_TREŚĆ ZADANIA_
Streść w dwóch zdaniach tekst o filmie „Dwóch papieży”.

_PODANY TEKST_
------

Czasem jest tak, że film dotykający pewnych wydarzeń (dosłownie i historycznie lub w przenośni) trafia na bardzo nieszczęśliwy okres, jeśli chodzi o dystrybucję. Tak było na przykład z “Escape room” w Polsce, który nie trafił na ekrany przez tragedię w Koszalinie. Wtedy przynajmniej sytuacja była prosta: koszmarny wypadek, wycofujemy tytuł na jakiś czas. “Dwóch papieży” to mniej jednoznaczny przypadek. Opowiada bowiem o niecodziennej sytuacji Kościoła Katolickiego i buduje pewien obraz tytułowych papieży, który rzeczywistość mocno podważa niedawnymi słowami Benedykta XVI o niezgodzie na rozwiązania proponowane przez Franciszka. Jakby tego było mało, sam aktualnie urzędujący papież miał gorszy moment, bo dał po łapach wiernej za pociągnięcie go za rękę*. Ciekawi mnie bardzo, czy w kontekście nagród netfliksowy obraz zyska na dodatkowym szumie, czy wręcz przeciwnie?

------

_PRZEKAZANE WPISY_
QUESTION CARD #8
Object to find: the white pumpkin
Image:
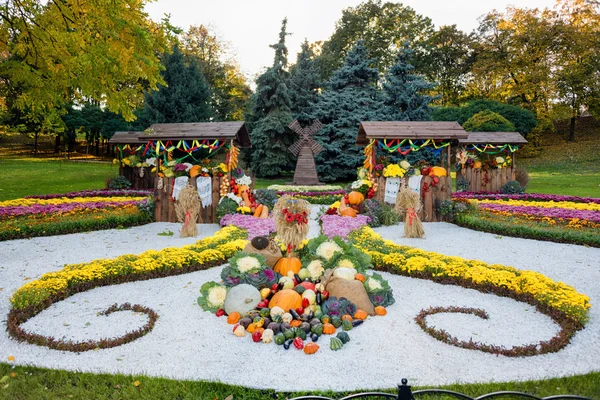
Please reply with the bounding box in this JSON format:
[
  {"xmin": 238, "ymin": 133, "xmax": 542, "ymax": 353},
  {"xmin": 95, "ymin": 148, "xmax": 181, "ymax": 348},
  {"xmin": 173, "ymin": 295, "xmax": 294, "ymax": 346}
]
[
  {"xmin": 333, "ymin": 267, "xmax": 356, "ymax": 281},
  {"xmin": 223, "ymin": 283, "xmax": 261, "ymax": 315}
]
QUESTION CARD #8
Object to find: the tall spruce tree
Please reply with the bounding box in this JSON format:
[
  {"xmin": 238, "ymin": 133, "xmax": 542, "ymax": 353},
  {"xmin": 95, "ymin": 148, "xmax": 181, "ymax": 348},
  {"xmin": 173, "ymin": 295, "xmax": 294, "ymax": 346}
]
[
  {"xmin": 250, "ymin": 18, "xmax": 295, "ymax": 177},
  {"xmin": 316, "ymin": 40, "xmax": 382, "ymax": 182},
  {"xmin": 141, "ymin": 45, "xmax": 211, "ymax": 125},
  {"xmin": 383, "ymin": 44, "xmax": 436, "ymax": 121},
  {"xmin": 289, "ymin": 39, "xmax": 321, "ymax": 126}
]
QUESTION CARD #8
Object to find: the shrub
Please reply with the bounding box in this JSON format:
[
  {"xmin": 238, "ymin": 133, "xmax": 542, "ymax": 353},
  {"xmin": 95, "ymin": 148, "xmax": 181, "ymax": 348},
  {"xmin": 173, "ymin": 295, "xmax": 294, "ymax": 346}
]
[
  {"xmin": 106, "ymin": 175, "xmax": 131, "ymax": 189},
  {"xmin": 463, "ymin": 110, "xmax": 515, "ymax": 132},
  {"xmin": 502, "ymin": 181, "xmax": 525, "ymax": 194},
  {"xmin": 515, "ymin": 167, "xmax": 529, "ymax": 188},
  {"xmin": 431, "ymin": 100, "xmax": 537, "ymax": 135},
  {"xmin": 254, "ymin": 189, "xmax": 277, "ymax": 210}
]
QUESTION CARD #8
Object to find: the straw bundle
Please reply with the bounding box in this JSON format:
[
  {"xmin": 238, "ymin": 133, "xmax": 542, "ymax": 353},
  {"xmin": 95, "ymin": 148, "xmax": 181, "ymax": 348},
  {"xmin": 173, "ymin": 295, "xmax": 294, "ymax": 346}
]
[
  {"xmin": 175, "ymin": 185, "xmax": 202, "ymax": 238},
  {"xmin": 395, "ymin": 184, "xmax": 425, "ymax": 238},
  {"xmin": 273, "ymin": 195, "xmax": 310, "ymax": 249}
]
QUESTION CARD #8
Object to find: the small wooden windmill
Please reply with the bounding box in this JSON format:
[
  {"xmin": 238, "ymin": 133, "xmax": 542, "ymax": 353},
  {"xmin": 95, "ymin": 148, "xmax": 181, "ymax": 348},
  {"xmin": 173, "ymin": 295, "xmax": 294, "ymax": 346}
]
[{"xmin": 288, "ymin": 120, "xmax": 323, "ymax": 185}]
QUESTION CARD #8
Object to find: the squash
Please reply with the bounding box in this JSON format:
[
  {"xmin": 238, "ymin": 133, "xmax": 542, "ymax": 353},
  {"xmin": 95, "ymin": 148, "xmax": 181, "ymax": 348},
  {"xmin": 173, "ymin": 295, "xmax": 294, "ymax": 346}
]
[
  {"xmin": 223, "ymin": 283, "xmax": 262, "ymax": 315},
  {"xmin": 340, "ymin": 207, "xmax": 358, "ymax": 218},
  {"xmin": 348, "ymin": 192, "xmax": 365, "ymax": 206},
  {"xmin": 323, "ymin": 324, "xmax": 335, "ymax": 335},
  {"xmin": 273, "ymin": 255, "xmax": 302, "ymax": 276},
  {"xmin": 190, "ymin": 165, "xmax": 202, "ymax": 178},
  {"xmin": 375, "ymin": 306, "xmax": 387, "ymax": 315},
  {"xmin": 354, "ymin": 309, "xmax": 369, "ymax": 320},
  {"xmin": 252, "ymin": 204, "xmax": 264, "ymax": 217},
  {"xmin": 227, "ymin": 311, "xmax": 241, "ymax": 325},
  {"xmin": 259, "ymin": 206, "xmax": 269, "ymax": 218},
  {"xmin": 304, "ymin": 342, "xmax": 319, "ymax": 354},
  {"xmin": 430, "ymin": 167, "xmax": 447, "ymax": 176},
  {"xmin": 270, "ymin": 286, "xmax": 302, "ymax": 314}
]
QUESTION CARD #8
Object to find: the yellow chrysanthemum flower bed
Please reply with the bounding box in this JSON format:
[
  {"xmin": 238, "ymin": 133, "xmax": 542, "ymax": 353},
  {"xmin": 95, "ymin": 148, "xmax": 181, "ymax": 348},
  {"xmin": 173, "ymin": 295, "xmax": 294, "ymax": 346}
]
[
  {"xmin": 348, "ymin": 227, "xmax": 591, "ymax": 326},
  {"xmin": 10, "ymin": 226, "xmax": 248, "ymax": 309}
]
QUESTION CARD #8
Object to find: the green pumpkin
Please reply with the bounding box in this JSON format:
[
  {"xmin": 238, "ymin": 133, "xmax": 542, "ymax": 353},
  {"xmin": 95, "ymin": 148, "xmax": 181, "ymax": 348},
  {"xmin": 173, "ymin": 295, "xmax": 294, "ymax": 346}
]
[
  {"xmin": 329, "ymin": 337, "xmax": 344, "ymax": 351},
  {"xmin": 331, "ymin": 317, "xmax": 342, "ymax": 329},
  {"xmin": 294, "ymin": 328, "xmax": 306, "ymax": 340},
  {"xmin": 273, "ymin": 333, "xmax": 285, "ymax": 346},
  {"xmin": 283, "ymin": 328, "xmax": 296, "ymax": 339},
  {"xmin": 342, "ymin": 319, "xmax": 354, "ymax": 331},
  {"xmin": 260, "ymin": 308, "xmax": 271, "ymax": 318},
  {"xmin": 310, "ymin": 324, "xmax": 323, "ymax": 336},
  {"xmin": 336, "ymin": 331, "xmax": 350, "ymax": 344}
]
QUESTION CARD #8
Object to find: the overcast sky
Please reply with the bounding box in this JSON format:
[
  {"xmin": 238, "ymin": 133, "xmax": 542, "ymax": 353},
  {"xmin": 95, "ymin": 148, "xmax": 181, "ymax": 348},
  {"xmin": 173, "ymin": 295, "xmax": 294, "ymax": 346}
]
[{"xmin": 146, "ymin": 0, "xmax": 554, "ymax": 78}]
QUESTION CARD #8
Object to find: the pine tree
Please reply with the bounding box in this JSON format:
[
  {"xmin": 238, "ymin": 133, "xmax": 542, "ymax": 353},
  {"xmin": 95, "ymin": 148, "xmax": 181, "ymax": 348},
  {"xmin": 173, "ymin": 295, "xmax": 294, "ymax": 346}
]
[
  {"xmin": 142, "ymin": 45, "xmax": 211, "ymax": 124},
  {"xmin": 289, "ymin": 39, "xmax": 321, "ymax": 126},
  {"xmin": 250, "ymin": 18, "xmax": 295, "ymax": 177},
  {"xmin": 316, "ymin": 40, "xmax": 382, "ymax": 182},
  {"xmin": 383, "ymin": 44, "xmax": 436, "ymax": 121}
]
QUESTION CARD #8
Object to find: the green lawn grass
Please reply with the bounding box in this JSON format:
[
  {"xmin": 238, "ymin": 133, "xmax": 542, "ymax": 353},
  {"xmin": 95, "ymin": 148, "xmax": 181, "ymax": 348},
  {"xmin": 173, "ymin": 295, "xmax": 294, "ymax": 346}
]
[
  {"xmin": 0, "ymin": 158, "xmax": 119, "ymax": 201},
  {"xmin": 0, "ymin": 363, "xmax": 600, "ymax": 400}
]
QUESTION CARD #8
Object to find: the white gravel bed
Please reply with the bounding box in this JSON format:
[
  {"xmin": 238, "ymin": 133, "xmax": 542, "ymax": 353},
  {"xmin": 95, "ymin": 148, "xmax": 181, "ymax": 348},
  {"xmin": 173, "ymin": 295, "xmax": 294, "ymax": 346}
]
[{"xmin": 0, "ymin": 223, "xmax": 600, "ymax": 391}]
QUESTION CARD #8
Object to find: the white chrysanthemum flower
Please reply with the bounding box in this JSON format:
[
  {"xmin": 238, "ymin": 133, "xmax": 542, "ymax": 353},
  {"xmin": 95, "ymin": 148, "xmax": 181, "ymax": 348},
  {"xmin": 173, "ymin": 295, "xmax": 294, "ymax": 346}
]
[
  {"xmin": 317, "ymin": 242, "xmax": 342, "ymax": 261},
  {"xmin": 337, "ymin": 258, "xmax": 356, "ymax": 268},
  {"xmin": 237, "ymin": 256, "xmax": 260, "ymax": 272},
  {"xmin": 208, "ymin": 286, "xmax": 227, "ymax": 307},
  {"xmin": 367, "ymin": 278, "xmax": 383, "ymax": 290},
  {"xmin": 306, "ymin": 260, "xmax": 325, "ymax": 279}
]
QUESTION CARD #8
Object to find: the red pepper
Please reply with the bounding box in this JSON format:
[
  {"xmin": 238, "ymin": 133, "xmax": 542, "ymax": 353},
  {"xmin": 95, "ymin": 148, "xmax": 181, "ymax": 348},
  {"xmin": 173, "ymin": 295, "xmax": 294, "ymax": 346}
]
[{"xmin": 293, "ymin": 338, "xmax": 304, "ymax": 350}]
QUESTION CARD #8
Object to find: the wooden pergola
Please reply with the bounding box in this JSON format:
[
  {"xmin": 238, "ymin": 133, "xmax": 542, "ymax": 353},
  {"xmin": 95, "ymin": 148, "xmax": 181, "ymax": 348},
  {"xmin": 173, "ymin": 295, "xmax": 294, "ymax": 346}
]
[
  {"xmin": 109, "ymin": 121, "xmax": 252, "ymax": 222},
  {"xmin": 356, "ymin": 121, "xmax": 469, "ymax": 222},
  {"xmin": 458, "ymin": 132, "xmax": 528, "ymax": 192}
]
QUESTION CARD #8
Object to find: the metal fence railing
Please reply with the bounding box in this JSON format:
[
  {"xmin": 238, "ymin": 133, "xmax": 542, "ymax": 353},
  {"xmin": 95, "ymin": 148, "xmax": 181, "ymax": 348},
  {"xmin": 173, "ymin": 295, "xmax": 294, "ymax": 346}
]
[{"xmin": 289, "ymin": 379, "xmax": 594, "ymax": 400}]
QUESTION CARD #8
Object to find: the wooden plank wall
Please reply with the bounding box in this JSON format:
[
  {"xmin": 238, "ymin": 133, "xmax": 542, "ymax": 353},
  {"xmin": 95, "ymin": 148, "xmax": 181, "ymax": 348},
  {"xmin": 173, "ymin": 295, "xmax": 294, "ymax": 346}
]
[
  {"xmin": 154, "ymin": 176, "xmax": 227, "ymax": 224},
  {"xmin": 460, "ymin": 167, "xmax": 515, "ymax": 193},
  {"xmin": 119, "ymin": 166, "xmax": 156, "ymax": 189},
  {"xmin": 375, "ymin": 176, "xmax": 452, "ymax": 222}
]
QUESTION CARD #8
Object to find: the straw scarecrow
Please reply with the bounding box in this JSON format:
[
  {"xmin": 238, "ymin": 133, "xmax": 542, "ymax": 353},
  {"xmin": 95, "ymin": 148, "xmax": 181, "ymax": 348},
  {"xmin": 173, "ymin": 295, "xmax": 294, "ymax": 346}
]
[
  {"xmin": 396, "ymin": 183, "xmax": 425, "ymax": 238},
  {"xmin": 175, "ymin": 185, "xmax": 202, "ymax": 238}
]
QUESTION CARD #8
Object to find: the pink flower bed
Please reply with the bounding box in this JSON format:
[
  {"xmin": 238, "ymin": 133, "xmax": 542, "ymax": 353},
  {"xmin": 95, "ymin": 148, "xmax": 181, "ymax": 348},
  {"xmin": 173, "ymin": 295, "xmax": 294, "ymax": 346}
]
[
  {"xmin": 452, "ymin": 192, "xmax": 600, "ymax": 204},
  {"xmin": 221, "ymin": 214, "xmax": 275, "ymax": 239},
  {"xmin": 321, "ymin": 214, "xmax": 371, "ymax": 239}
]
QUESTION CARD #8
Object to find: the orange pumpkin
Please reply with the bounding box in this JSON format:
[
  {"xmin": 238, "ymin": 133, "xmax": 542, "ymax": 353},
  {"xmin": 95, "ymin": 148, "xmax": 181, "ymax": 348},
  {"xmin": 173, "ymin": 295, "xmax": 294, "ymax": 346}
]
[
  {"xmin": 269, "ymin": 289, "xmax": 302, "ymax": 312},
  {"xmin": 304, "ymin": 342, "xmax": 319, "ymax": 354},
  {"xmin": 340, "ymin": 207, "xmax": 358, "ymax": 218},
  {"xmin": 273, "ymin": 256, "xmax": 302, "ymax": 276},
  {"xmin": 354, "ymin": 309, "xmax": 369, "ymax": 320},
  {"xmin": 348, "ymin": 192, "xmax": 365, "ymax": 206},
  {"xmin": 190, "ymin": 165, "xmax": 202, "ymax": 178},
  {"xmin": 375, "ymin": 306, "xmax": 387, "ymax": 315},
  {"xmin": 227, "ymin": 311, "xmax": 242, "ymax": 325},
  {"xmin": 323, "ymin": 324, "xmax": 335, "ymax": 335},
  {"xmin": 254, "ymin": 204, "xmax": 264, "ymax": 218}
]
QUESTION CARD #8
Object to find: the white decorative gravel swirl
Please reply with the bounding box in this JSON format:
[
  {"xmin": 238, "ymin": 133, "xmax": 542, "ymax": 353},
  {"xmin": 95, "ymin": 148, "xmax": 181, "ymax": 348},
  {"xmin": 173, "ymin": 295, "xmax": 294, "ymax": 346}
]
[{"xmin": 0, "ymin": 219, "xmax": 600, "ymax": 391}]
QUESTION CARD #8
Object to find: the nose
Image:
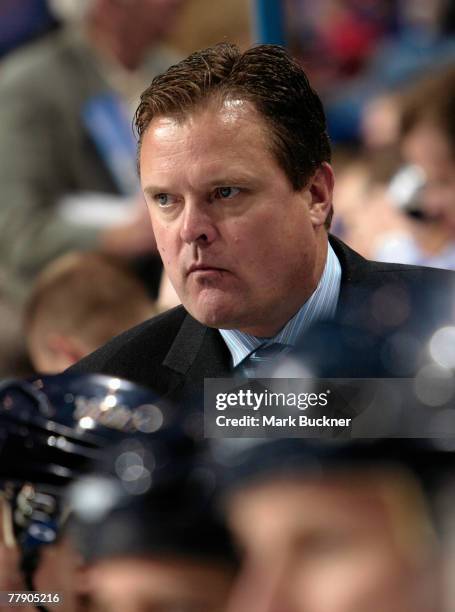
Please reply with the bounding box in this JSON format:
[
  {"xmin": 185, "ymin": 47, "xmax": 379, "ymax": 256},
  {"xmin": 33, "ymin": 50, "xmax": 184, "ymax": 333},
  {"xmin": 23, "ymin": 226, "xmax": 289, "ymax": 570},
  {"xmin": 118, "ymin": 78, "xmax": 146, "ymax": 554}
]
[
  {"xmin": 227, "ymin": 561, "xmax": 297, "ymax": 612},
  {"xmin": 180, "ymin": 201, "xmax": 218, "ymax": 247}
]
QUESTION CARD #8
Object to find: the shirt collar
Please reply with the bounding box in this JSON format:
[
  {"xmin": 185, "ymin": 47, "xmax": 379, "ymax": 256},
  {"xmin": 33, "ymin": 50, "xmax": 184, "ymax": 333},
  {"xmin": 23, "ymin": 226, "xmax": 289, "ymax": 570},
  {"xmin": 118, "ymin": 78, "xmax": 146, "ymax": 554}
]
[{"xmin": 219, "ymin": 244, "xmax": 341, "ymax": 368}]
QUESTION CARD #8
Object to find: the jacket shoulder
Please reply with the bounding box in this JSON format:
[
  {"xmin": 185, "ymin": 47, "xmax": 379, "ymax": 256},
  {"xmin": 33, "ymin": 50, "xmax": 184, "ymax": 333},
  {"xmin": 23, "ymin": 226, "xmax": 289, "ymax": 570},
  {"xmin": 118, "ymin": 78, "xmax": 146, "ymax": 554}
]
[{"xmin": 68, "ymin": 306, "xmax": 187, "ymax": 376}]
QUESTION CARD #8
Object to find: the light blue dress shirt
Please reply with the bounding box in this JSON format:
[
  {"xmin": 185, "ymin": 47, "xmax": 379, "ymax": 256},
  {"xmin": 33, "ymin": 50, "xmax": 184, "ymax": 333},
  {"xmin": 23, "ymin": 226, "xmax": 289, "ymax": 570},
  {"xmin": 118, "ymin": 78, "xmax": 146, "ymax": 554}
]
[{"xmin": 219, "ymin": 244, "xmax": 341, "ymax": 368}]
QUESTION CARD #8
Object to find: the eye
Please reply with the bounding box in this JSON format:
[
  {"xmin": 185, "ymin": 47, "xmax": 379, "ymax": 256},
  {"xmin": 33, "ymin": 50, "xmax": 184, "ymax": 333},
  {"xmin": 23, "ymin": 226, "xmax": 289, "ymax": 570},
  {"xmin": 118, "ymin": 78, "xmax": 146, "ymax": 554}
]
[
  {"xmin": 214, "ymin": 187, "xmax": 240, "ymax": 200},
  {"xmin": 153, "ymin": 193, "xmax": 175, "ymax": 207}
]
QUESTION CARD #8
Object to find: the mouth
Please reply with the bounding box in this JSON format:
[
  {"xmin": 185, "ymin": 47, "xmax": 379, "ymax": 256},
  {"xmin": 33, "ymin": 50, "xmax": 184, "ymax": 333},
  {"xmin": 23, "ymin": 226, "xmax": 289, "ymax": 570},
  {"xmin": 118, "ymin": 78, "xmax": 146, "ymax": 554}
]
[{"xmin": 187, "ymin": 264, "xmax": 227, "ymax": 276}]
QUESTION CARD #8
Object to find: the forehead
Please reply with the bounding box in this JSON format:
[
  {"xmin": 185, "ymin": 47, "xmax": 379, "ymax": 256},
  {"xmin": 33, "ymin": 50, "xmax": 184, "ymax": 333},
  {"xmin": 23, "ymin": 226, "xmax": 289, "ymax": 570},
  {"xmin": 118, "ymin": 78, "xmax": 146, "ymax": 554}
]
[{"xmin": 140, "ymin": 99, "xmax": 276, "ymax": 174}]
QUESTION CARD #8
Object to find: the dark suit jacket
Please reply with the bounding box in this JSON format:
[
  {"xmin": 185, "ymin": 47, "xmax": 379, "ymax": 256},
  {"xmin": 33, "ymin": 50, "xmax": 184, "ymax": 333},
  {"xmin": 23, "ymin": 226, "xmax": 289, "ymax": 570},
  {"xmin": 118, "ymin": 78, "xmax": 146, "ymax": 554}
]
[{"xmin": 70, "ymin": 237, "xmax": 455, "ymax": 402}]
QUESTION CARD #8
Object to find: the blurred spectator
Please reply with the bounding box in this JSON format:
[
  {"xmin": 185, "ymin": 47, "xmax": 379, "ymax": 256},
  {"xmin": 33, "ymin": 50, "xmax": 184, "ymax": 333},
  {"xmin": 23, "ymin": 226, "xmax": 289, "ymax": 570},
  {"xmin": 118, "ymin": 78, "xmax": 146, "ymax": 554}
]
[
  {"xmin": 223, "ymin": 439, "xmax": 449, "ymax": 612},
  {"xmin": 375, "ymin": 68, "xmax": 455, "ymax": 269},
  {"xmin": 285, "ymin": 0, "xmax": 394, "ymax": 94},
  {"xmin": 25, "ymin": 253, "xmax": 157, "ymax": 374},
  {"xmin": 0, "ymin": 0, "xmax": 182, "ymax": 301},
  {"xmin": 325, "ymin": 0, "xmax": 455, "ymax": 141},
  {"xmin": 0, "ymin": 0, "xmax": 58, "ymax": 58},
  {"xmin": 332, "ymin": 149, "xmax": 409, "ymax": 259},
  {"xmin": 68, "ymin": 438, "xmax": 236, "ymax": 612}
]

------

_W ODPOWIEDZI_
Filmy dotykające pewnych wydarzeń trafiają czasem na niefortunny okres dystrybucji, jak „Escape room”, który w Polsce nie wszedł na ekrany przez tragedię w Koszalinie. „Dwóch papieży” to przypadek mniej jednoznaczny, bo budowany w nim obraz papieży podważają niedawne słowa Benedykta XVI o niezgodzie na rozwiązania Franciszka oraz gorszy moment obecnie urzędującego papieża, a tekst pyta, czy ten szum pomoże filmowi w kontekście nagród, czy mu zaszkodzi.